--- How to complete this task ---
Would you reproduce the whole listing exactly, minus its images?

--- Material provided ---
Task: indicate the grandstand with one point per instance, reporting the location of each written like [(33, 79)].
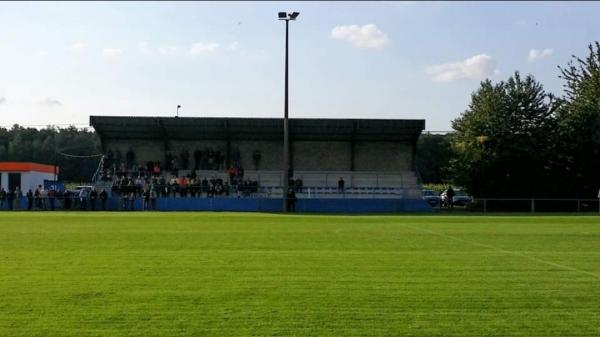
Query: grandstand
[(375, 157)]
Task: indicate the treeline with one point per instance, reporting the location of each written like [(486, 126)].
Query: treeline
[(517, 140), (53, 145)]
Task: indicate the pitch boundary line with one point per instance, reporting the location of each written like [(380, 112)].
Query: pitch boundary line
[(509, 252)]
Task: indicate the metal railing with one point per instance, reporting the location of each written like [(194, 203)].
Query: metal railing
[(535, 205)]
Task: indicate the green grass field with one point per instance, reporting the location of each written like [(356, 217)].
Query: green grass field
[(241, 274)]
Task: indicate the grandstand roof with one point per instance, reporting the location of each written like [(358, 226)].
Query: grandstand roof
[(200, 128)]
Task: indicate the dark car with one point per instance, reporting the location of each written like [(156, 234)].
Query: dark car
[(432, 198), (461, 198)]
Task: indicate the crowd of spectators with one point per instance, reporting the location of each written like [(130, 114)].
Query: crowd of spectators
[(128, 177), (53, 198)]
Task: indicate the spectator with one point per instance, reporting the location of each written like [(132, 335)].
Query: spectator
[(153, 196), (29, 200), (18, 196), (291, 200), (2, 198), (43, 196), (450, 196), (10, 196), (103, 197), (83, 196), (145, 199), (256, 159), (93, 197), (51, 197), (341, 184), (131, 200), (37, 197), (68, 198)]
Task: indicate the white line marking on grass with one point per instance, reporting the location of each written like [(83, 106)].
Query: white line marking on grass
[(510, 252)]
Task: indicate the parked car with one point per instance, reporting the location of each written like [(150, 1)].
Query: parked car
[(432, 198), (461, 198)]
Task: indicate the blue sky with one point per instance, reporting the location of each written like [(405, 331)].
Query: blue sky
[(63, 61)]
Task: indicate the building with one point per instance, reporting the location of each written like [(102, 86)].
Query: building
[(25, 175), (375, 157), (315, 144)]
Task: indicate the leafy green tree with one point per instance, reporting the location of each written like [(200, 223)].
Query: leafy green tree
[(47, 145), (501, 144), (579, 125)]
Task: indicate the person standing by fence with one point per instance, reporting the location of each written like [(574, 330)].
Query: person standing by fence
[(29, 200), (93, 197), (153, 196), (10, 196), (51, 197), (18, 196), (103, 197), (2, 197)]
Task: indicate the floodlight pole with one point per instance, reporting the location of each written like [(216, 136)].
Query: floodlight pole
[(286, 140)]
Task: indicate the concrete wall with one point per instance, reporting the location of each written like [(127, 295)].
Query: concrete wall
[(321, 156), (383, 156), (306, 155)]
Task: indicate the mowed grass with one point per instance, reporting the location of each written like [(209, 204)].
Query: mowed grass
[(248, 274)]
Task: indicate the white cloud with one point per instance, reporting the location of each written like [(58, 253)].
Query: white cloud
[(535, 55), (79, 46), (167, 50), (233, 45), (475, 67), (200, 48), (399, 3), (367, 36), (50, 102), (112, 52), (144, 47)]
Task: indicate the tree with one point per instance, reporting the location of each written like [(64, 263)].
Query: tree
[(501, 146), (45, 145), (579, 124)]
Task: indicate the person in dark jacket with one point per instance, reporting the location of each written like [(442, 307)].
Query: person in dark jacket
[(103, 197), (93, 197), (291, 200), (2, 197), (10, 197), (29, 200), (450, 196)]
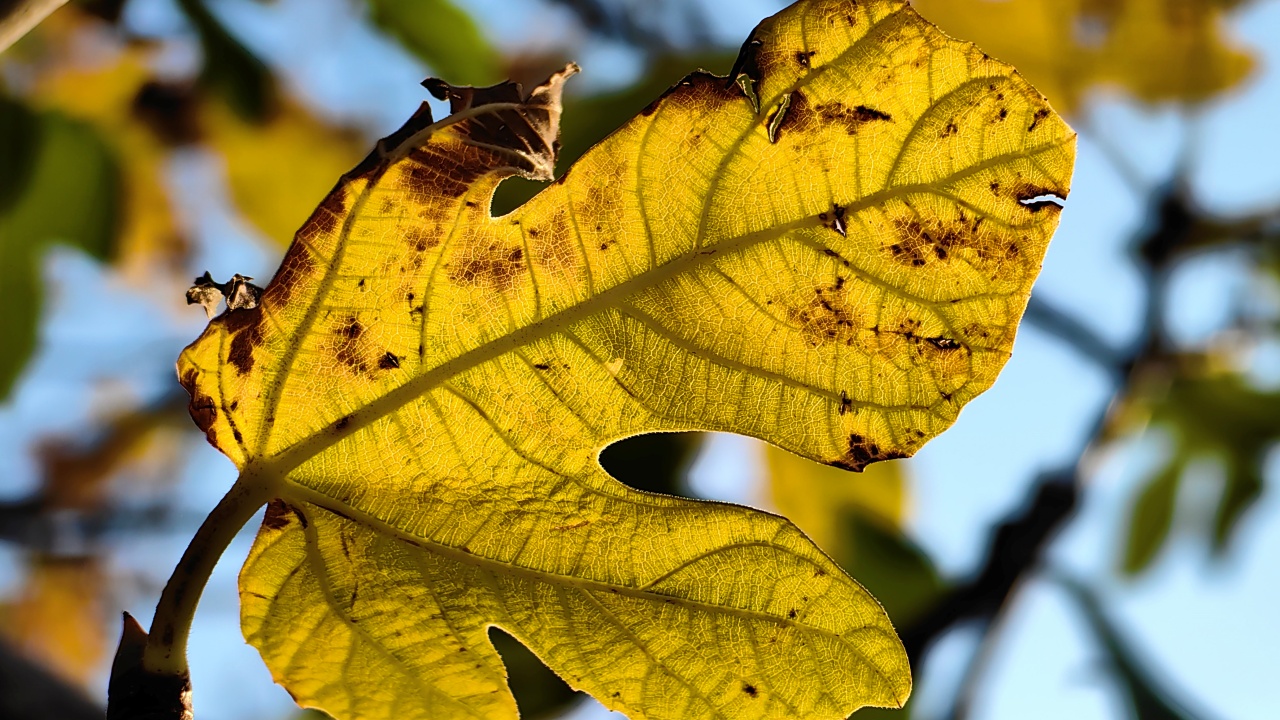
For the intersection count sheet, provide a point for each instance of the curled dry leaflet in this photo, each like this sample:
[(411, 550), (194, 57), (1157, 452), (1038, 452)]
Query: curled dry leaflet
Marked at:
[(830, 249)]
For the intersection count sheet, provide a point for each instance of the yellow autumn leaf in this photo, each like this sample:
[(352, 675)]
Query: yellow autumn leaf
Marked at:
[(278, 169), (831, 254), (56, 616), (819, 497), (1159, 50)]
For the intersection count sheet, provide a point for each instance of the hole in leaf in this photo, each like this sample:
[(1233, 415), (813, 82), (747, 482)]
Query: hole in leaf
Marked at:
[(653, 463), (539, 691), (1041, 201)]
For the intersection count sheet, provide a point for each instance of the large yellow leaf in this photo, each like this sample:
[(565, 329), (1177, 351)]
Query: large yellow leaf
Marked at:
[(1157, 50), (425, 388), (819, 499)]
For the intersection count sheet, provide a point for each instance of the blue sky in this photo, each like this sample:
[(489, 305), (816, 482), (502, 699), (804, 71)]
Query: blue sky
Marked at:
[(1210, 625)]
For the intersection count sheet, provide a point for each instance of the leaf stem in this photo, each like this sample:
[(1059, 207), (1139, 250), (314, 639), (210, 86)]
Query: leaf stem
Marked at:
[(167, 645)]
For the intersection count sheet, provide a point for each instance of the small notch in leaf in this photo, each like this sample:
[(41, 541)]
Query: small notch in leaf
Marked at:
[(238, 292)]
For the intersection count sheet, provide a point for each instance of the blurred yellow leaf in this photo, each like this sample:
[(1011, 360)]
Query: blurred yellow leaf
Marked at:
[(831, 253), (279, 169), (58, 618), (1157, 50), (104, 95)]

--- Response ---
Task: indicate the grandstand with one point per instance, reporting the location of each written like [(33, 79)].
Query: grandstand
[(375, 157)]
Task: indicate the treeline with one point per instance, reporting the location of each written like [(486, 126)].
Query: treeline
[(517, 140), (53, 145)]
Task: indicate the pitch boundary line with one point per instance, reporting the location of each written like [(380, 112)].
Query: pitch boundary line
[(509, 252)]
Task: indicate the metal railing with one point per instance, reporting the location of each written like [(194, 203)].
Query: metal railing
[(535, 205)]
Task: indicate the green grass field with one point per instance, reporting the location of each written like [(356, 217)].
Query: green grass field
[(241, 274)]
Task: indicate the grandstand roof with one point per instance, reporting the location of each written like [(358, 226)].
Query: grandstand roof
[(200, 128)]
Task: indicate the dark car with one point per instance, reporting the location of each written like [(156, 234)].
Query: dark car
[(432, 198), (461, 198)]
Task: indicate the crowd of spectators with one point per instance, reporting the location of each written like [(130, 114)].
Query: crowd of spectators
[(128, 177), (53, 198)]
Task: indicate the spectator with one point per instance, reporting the location of each written like [(132, 335)].
Query: spectator
[(153, 196), (29, 200), (18, 196), (291, 200), (2, 198), (43, 196), (450, 196), (10, 196), (103, 197), (83, 196), (145, 199), (256, 159), (93, 197), (51, 197), (341, 184), (131, 200), (37, 197), (68, 198)]
Task: indicate the white line marking on grass with one point per instance, reporting the location of each written like [(83, 106)].
Query: white line marking on grass
[(510, 252)]
Task: indicate the parked car with one point per instance, reporting the location of each written like [(150, 1)].
Query: parked car
[(432, 198), (461, 198)]
Task: indicate the blue sky with one point per instance, reporting the location of each written like [(405, 331)].
Query: blue sky
[(63, 61)]
Task: indicate the building with one point per instance, reporting the location of each written like [(102, 86)].
Query: building
[(25, 175), (375, 157), (315, 144)]
Task: indicate the leafy green tree with one point per instance, reporting the location of each written like [(200, 223)].
Query: leafy green tree
[(47, 145), (501, 144), (579, 125)]
Task: indicate the person standing by fence with one point per instance, reporting the location of each written like [(574, 330)].
Query: person standing by fence
[(29, 200), (93, 197), (153, 196), (10, 196), (51, 197), (18, 196), (103, 197), (2, 197)]
Task: indicate the floodlight pole with one point per instance, reporting the location of each written like [(216, 136)].
Query: floodlight pole
[(286, 140)]
Task: indicate the concrete wall with one point per instance, reporting the location of each written like [(127, 295)].
Query: concrete wall
[(321, 156), (383, 156), (306, 155)]
Task: indicate the mowed grass with one point per instance, reporting the location of each written like [(209, 204)].
Query: mowed grass
[(248, 274)]
Task: indicate the white cloud with one point per instance, reporting the location of each written like [(58, 253)].
Query: white cloud
[(535, 55), (79, 46), (167, 50), (233, 45), (475, 67), (200, 48), (399, 3), (367, 36), (50, 102), (112, 52), (144, 47)]
Task: indicate the tree with one point per instance, reporting the location of each written like [(64, 263)].
Query: tree
[(501, 146), (45, 145), (579, 124)]
Task: indicate the person in dark jacket with one point per instance, reporting the location of each written like [(442, 307)].
Query: person in dark jacket
[(103, 197), (93, 197), (291, 200), (2, 197), (10, 197), (29, 200), (450, 196)]
For the intersection count sheet, provide a point for each instance of the curled dry leaflet in this photo, each like this sample:
[(411, 550), (194, 57), (1157, 452), (1038, 452)]
Query: curled dry leaflet
Marked at:
[(830, 249)]
For the intersection count sheet, provide a point for each instance of the yellow autumn leaf in this photo, each like this sample:
[(352, 675)]
Query: yellow autumn leaf
Marked at:
[(278, 169), (831, 254), (56, 616), (819, 497), (1159, 50)]
For the intersection count sheet, provide a point for each instance of the hole in leaf in this photo, each like this sample:
[(1233, 415), (813, 82), (747, 482)]
Query: hole in leaf
Marked at:
[(653, 463), (539, 691), (1041, 201)]
For the intersection count sheet, provide a point for each instance of the large yellow leaf in this photo, each like this sample:
[(565, 329), (1177, 351)]
Query: large yellow leaf
Marked at:
[(1157, 50), (425, 388), (819, 499)]
For the intersection count sheet, provide a point for each instance of the blue sky in this photo, each like this sample:
[(489, 305), (816, 482), (502, 699), (804, 71)]
Query: blue sky
Marked at:
[(1210, 625)]
For the intersection count sheet, provide a point for each instance of the leaf stem in this photo, each like this sample:
[(1059, 207), (1139, 250), (314, 639), (210, 86)]
Query: leaf stem
Marked at:
[(167, 645)]
For the intersection count sheet, provide a point for each instance of the small notch in leaf in this photo, each like this sample:
[(41, 541)]
Query: small notch in leaf
Marked at:
[(238, 292)]
For the intersection count sheet, provide a point for each instance of the blurred yellow leaf in this photo, each like this sample:
[(1011, 360)]
Query: blurred yellow leaf
Marked at:
[(831, 253), (279, 169), (58, 618), (1157, 50), (104, 95)]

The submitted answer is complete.